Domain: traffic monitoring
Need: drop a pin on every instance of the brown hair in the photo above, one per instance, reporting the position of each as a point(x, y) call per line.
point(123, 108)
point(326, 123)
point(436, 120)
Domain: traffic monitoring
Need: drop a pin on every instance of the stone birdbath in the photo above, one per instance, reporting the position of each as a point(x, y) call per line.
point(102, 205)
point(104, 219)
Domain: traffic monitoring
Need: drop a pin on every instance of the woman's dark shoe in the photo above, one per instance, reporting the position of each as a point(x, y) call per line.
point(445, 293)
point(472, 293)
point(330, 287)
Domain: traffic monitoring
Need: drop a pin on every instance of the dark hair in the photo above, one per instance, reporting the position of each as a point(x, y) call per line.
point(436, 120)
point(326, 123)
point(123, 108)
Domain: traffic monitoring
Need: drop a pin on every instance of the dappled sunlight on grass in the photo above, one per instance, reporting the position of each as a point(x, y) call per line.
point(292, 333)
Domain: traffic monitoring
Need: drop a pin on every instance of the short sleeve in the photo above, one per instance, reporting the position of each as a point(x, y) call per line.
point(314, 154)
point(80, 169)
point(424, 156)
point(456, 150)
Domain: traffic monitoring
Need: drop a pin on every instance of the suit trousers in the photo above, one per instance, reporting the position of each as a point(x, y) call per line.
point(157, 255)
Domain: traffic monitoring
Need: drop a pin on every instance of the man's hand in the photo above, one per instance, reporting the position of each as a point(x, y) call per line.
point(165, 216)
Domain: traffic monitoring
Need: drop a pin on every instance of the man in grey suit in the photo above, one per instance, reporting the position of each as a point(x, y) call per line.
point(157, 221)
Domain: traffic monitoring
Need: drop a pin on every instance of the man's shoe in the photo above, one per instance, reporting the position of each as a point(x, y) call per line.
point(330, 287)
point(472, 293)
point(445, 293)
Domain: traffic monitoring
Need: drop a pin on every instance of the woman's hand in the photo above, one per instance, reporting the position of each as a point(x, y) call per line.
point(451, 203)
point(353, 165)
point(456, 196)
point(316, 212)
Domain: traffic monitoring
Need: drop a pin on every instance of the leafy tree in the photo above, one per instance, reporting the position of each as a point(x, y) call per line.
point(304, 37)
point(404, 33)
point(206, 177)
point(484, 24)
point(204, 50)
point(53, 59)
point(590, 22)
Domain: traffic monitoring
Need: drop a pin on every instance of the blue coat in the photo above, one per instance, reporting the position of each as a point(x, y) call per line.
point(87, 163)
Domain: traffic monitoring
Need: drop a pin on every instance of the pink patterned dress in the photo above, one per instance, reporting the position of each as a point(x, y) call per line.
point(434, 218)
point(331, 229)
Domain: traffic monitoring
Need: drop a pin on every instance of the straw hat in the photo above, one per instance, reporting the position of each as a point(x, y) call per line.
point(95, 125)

==

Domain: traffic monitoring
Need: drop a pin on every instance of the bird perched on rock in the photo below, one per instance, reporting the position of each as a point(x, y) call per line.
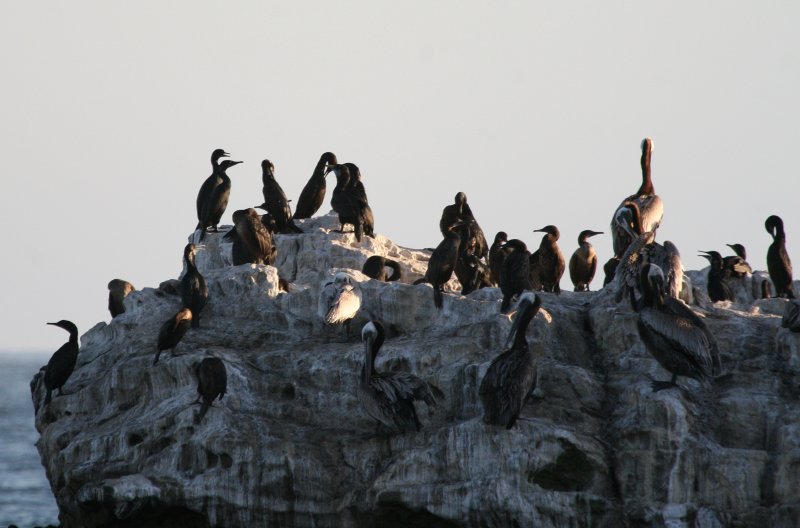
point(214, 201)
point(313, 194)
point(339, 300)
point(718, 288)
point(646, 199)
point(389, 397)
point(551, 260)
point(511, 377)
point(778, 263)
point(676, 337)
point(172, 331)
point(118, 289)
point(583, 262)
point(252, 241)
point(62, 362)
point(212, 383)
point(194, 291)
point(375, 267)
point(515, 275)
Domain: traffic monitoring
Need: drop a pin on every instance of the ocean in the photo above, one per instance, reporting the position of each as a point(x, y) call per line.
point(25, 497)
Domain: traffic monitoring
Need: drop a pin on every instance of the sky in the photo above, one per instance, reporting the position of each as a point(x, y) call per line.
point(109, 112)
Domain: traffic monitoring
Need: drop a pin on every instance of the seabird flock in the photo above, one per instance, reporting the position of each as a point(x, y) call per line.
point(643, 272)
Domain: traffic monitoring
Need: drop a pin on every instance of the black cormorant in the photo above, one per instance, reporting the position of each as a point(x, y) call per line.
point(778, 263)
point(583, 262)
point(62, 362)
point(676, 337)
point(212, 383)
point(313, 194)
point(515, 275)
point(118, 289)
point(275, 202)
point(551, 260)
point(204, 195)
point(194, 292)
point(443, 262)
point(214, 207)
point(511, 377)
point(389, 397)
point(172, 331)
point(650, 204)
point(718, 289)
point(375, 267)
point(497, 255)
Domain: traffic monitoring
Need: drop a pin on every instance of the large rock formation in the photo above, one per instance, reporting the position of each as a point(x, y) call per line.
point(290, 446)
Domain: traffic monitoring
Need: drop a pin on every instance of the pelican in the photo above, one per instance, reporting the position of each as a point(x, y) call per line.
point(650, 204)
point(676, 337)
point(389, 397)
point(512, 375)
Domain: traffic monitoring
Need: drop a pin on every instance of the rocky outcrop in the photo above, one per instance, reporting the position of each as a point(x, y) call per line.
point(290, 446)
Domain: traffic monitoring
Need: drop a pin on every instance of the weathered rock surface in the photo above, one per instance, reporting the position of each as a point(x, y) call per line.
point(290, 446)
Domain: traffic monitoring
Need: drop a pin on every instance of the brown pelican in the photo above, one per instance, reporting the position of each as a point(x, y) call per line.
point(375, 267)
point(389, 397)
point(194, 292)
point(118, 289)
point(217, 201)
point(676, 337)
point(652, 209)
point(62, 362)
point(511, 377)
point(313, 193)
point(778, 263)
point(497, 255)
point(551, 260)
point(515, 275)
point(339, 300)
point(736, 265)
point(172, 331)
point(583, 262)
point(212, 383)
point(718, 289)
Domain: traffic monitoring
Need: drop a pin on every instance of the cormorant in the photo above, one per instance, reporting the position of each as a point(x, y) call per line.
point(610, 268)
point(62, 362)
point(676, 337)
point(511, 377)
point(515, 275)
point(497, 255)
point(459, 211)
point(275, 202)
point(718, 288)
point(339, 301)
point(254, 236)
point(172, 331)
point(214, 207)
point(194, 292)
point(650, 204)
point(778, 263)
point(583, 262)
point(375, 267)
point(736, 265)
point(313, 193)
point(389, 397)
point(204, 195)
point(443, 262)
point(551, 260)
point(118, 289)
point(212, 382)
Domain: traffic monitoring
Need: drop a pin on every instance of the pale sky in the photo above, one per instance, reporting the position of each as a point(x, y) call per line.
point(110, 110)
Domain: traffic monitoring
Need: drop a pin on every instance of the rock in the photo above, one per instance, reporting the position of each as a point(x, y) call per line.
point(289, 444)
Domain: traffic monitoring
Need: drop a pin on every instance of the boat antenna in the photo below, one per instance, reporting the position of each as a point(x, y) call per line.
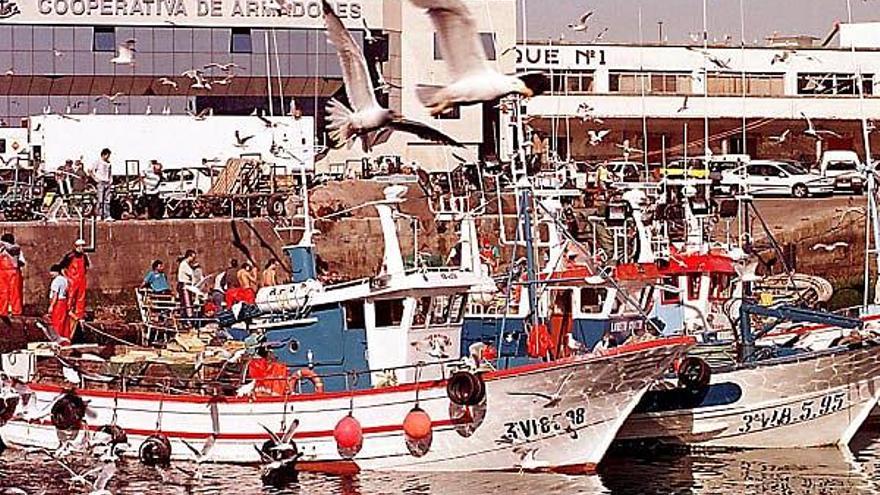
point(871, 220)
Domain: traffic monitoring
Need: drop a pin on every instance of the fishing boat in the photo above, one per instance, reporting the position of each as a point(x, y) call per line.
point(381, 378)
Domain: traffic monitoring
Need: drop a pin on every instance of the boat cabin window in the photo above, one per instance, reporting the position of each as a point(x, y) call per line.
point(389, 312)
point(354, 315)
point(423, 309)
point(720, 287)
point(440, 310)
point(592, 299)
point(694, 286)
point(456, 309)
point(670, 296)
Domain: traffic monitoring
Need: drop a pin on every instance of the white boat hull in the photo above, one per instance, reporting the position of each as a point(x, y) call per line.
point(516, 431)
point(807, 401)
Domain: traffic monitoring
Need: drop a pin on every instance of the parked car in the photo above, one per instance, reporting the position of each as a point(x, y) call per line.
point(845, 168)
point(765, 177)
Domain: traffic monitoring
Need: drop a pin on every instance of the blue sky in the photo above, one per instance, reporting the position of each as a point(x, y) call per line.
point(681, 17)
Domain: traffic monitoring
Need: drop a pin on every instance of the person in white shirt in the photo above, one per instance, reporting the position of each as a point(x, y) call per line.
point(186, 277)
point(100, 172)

---

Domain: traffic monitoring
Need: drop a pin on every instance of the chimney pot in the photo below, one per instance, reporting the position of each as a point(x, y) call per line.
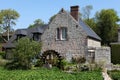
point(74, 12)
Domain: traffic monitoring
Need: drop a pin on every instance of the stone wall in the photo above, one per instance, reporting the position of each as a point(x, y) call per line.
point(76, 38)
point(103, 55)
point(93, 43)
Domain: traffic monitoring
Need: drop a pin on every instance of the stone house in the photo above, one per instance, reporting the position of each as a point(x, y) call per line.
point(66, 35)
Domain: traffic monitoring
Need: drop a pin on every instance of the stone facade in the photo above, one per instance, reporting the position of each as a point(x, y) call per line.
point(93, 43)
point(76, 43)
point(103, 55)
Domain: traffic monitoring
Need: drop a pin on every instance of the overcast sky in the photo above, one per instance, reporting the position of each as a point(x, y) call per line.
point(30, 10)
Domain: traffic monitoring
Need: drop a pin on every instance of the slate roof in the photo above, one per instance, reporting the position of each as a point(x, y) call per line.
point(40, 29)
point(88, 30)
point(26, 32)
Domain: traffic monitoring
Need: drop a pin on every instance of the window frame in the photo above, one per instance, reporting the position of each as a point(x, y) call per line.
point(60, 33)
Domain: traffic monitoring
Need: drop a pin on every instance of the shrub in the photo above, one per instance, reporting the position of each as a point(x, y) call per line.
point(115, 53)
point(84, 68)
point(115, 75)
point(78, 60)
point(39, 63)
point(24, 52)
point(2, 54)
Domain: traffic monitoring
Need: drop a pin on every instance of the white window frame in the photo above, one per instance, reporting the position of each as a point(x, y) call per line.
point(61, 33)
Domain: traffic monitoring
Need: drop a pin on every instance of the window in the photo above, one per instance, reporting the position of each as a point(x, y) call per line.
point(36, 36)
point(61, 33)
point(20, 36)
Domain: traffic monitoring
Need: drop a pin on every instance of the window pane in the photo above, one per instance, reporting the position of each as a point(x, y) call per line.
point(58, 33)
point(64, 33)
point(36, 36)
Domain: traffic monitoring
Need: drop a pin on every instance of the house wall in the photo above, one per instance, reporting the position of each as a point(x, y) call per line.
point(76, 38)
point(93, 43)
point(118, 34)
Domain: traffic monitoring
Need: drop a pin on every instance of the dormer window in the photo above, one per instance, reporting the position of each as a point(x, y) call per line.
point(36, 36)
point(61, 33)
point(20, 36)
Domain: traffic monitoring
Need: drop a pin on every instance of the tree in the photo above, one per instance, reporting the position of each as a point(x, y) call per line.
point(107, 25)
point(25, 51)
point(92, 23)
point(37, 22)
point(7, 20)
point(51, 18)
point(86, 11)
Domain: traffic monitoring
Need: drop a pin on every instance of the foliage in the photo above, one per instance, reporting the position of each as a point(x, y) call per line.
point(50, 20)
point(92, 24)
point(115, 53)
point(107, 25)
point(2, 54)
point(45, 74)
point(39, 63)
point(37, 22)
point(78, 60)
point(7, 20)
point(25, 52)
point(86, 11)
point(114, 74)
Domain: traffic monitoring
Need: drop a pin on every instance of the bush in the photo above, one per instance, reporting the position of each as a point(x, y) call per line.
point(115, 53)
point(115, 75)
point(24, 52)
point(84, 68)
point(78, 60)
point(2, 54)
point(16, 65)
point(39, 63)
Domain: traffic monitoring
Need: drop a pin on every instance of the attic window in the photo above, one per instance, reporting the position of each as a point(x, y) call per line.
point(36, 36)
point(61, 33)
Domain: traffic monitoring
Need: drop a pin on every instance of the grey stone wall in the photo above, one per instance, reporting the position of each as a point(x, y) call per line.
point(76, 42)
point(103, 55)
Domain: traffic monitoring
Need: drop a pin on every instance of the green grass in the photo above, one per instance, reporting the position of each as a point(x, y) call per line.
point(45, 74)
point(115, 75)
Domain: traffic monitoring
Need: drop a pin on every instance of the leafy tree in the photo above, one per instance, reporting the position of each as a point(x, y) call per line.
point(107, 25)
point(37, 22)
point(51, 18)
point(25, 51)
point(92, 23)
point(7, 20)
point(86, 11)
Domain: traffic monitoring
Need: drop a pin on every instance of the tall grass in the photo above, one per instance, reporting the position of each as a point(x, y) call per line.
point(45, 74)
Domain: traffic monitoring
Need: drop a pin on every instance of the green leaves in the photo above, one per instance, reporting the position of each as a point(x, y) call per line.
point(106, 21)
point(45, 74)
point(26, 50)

● The request
Identify each line in the records above that contains the word "fishing", and copy those lines out in full. Treat uppercase and lowercase letters as different.

● The completed task
Need: drop a pin on every instance of the fishing boat in the photo above, one per instance, reporting the position of each as a point(x, y) call per line.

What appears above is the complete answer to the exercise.